**Set exercise A**
Rescale the rows from the line with "task: outline the riverbank" to the line with "64 152 L 66", both included, and give only those lines again in full, requests and all. Multiply every coordinate in the answers by 0.6 and round each to a whole number, with halves rounded up, but leave the requests and their sample outputs unchanged.

**Document segment**
The Demand-Share Market: Indigenous economies and Aboriginal art  
John Carty (South Australian Museum)

Paper short abstract:

Anthropologists have struggled to tie the economic success of Contemporary Aboriginal artists with any rigour to questions of cultural transformation and reproduction. Inspired by Peterson’s notion of the demand-share economy (1993), this paper examines how artistic income in Balgo is translated into the reproduction, testing and transformation of social relationships.

Paper long abstract:

Aboriginal art is the most successful engagement that Indigenous people living in remote areas have been able to make with the broader Australian economy. Yet Anthropologists have struggled to integrate this economic success with ethnographic descriptions of cultural transformation or reproduction. Most accounts of Aboriginal artistic production make token acknowledgement of the importance of artistic income, and then proceed to elide the economic to focus entirely on the ritual, religious or aesthetic dimensions of that art object. This emphasis is partly a retreat from the categorical novelty and theoretical challenge that this complex emergent phenomena of Aboriginal art presents; sitting as it does at the intersection of cultural, political and economic systems. In this intercultural context, it has proven difficult for anthropologists to frame, describe and analyse painting for money in terms of cultural practice.

**Outline items for labeled areas**
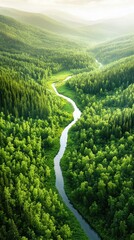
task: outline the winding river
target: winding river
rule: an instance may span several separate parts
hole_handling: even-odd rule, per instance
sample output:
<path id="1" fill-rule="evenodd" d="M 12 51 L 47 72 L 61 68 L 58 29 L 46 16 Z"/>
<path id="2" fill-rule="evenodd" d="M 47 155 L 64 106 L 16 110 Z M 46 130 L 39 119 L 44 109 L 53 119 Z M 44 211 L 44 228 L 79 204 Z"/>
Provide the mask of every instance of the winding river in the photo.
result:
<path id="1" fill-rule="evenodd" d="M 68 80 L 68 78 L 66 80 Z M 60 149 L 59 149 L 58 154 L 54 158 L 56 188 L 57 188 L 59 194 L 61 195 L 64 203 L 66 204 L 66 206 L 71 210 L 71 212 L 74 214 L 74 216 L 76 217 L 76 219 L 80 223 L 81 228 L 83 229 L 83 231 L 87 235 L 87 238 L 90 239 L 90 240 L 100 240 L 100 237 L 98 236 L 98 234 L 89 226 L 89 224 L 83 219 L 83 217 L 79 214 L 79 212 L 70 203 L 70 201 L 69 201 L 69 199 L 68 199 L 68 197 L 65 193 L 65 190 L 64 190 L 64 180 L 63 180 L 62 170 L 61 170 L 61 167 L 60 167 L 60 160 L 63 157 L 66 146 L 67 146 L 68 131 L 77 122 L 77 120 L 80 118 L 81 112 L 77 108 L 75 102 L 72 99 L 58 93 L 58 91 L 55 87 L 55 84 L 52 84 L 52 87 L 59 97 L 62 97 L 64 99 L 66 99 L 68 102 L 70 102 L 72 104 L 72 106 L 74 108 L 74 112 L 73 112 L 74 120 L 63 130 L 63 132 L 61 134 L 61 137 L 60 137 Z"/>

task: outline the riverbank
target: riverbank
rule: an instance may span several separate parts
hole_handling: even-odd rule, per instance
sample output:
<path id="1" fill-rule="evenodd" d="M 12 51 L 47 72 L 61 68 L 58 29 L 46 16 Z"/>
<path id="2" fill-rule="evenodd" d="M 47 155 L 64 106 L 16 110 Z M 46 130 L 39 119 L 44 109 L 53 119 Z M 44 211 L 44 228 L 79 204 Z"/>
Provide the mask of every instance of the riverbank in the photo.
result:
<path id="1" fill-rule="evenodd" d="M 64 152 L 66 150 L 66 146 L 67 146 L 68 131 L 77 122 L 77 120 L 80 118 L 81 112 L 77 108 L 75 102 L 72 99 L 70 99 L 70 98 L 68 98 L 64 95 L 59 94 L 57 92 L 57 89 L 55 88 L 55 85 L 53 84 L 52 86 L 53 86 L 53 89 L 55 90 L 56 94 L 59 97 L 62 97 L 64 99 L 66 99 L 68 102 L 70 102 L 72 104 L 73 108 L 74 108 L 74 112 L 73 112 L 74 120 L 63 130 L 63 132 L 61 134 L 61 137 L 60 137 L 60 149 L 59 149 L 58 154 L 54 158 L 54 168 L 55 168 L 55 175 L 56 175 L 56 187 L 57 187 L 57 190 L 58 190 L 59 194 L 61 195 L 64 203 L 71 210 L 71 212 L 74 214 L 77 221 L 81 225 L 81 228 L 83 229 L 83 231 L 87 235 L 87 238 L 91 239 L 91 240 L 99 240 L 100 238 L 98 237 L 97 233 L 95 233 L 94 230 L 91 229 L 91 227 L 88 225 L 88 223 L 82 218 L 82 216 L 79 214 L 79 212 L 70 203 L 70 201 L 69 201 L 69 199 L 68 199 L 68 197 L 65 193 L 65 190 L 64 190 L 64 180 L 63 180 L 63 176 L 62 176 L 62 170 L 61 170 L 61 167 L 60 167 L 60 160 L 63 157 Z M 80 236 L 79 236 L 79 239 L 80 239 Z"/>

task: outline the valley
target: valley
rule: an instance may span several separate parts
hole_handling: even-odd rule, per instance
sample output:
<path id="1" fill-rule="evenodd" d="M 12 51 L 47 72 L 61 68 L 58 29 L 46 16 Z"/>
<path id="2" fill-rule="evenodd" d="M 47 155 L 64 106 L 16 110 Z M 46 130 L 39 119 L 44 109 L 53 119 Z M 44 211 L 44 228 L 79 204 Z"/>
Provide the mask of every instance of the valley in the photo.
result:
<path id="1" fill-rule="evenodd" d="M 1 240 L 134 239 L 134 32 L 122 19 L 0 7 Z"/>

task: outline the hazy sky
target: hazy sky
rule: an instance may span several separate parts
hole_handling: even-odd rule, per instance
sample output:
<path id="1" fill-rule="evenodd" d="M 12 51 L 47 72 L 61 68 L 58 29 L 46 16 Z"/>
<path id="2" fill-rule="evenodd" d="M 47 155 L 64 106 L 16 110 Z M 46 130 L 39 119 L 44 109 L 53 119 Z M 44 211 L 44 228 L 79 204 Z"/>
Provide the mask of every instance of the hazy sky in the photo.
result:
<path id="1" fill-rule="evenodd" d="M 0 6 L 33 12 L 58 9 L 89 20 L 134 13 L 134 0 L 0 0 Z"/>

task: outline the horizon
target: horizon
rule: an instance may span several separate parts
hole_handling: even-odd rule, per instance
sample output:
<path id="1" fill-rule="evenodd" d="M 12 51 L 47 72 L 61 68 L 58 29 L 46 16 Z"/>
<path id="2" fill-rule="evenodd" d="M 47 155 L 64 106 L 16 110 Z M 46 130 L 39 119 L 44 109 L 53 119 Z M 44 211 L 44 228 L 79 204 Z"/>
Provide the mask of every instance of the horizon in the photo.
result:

**Set exercise B**
Write out the whole abstract on Aboriginal art and the demand-share market word for word.

**Problem solution A**
task: outline the riverbank
target: riverbank
rule: an instance may span several separate parts
hole_handling: even-odd rule, per instance
sample output:
<path id="1" fill-rule="evenodd" d="M 12 51 L 47 72 L 61 68 L 58 29 L 46 16 Z"/>
<path id="2" fill-rule="evenodd" d="M 47 155 L 64 106 L 16 110 Z M 46 130 L 39 119 L 44 109 L 53 119 Z M 44 211 L 44 228 L 79 204 Z"/>
Provide the mask of every instance of the riverbank in the photo.
result:
<path id="1" fill-rule="evenodd" d="M 38 91 L 40 90 L 40 88 L 40 88 L 41 79 L 46 73 L 46 72 L 48 71 L 49 67 L 46 65 L 45 61 L 43 59 L 42 59 L 42 59 L 41 59 L 38 57 L 35 56 L 34 55 L 34 53 L 33 53 L 33 51 L 32 50 L 31 52 L 32 52 L 32 53 L 33 54 L 34 56 L 35 58 L 37 58 L 38 59 L 40 59 L 41 61 L 42 61 L 43 62 L 44 65 L 44 65 L 44 67 L 44 67 L 44 72 L 38 78 L 38 79 L 37 80 L 37 82 L 36 82 L 36 89 L 35 89 L 35 92 L 32 95 L 32 101 L 33 101 L 33 105 L 34 105 L 34 112 L 34 112 L 34 114 L 35 114 L 35 116 L 37 117 L 38 122 L 43 126 L 43 127 L 44 128 L 46 133 L 49 135 L 49 137 L 50 137 L 50 139 L 52 141 L 52 143 L 55 143 L 55 144 L 59 144 L 60 143 L 59 142 L 58 140 L 57 140 L 56 138 L 55 137 L 55 136 L 53 135 L 53 134 L 49 131 L 49 130 L 47 128 L 47 127 L 42 122 L 42 121 L 41 121 L 41 119 L 41 119 L 41 118 L 39 116 L 39 114 L 38 114 L 38 108 L 38 108 L 38 106 L 37 106 L 37 102 L 37 102 L 37 100 L 36 100 L 36 96 L 38 94 Z M 48 142 L 47 142 L 47 143 L 48 143 Z"/>

**Problem solution B**
The Demand-Share Market: Indigenous economies and Aboriginal art  
John Carty (South Australian Museum)

Paper short abstract:

Anthropologists have struggled to tie the economic success of Contemporary Aboriginal artists with any rigour to questions of cultural transformation and reproduction. Inspired by Peterson’s notion of the demand-share economy (1993), this paper examines how artistic income in Balgo is translated into the reproduction, testing and transformation of social relationships.

Paper long abstract:

Aboriginal art is the most successful engagement that Indigenous people living in remote areas have been able to make with the broader Australian economy. Yet Anthropologists have struggled to integrate this economic success with ethnographic descriptions of cultural transformation or reproduction. Most accounts of Aboriginal artistic production make token acknowledgement of the importance of artistic income, and then proceed to elide the economic to focus entirely on the ritual, religious or aesthetic dimensions of that art object. This emphasis is partly a retreat from the categorical novelty and theoretical challenge that this complex emergent phenomena of Aboriginal art presents; sitting as it does at the intersection of cultural, political and economic systems. In this intercultural context, it has proven difficult for anthropologists to frame, describe and analyse painting for money in terms of cultural practice.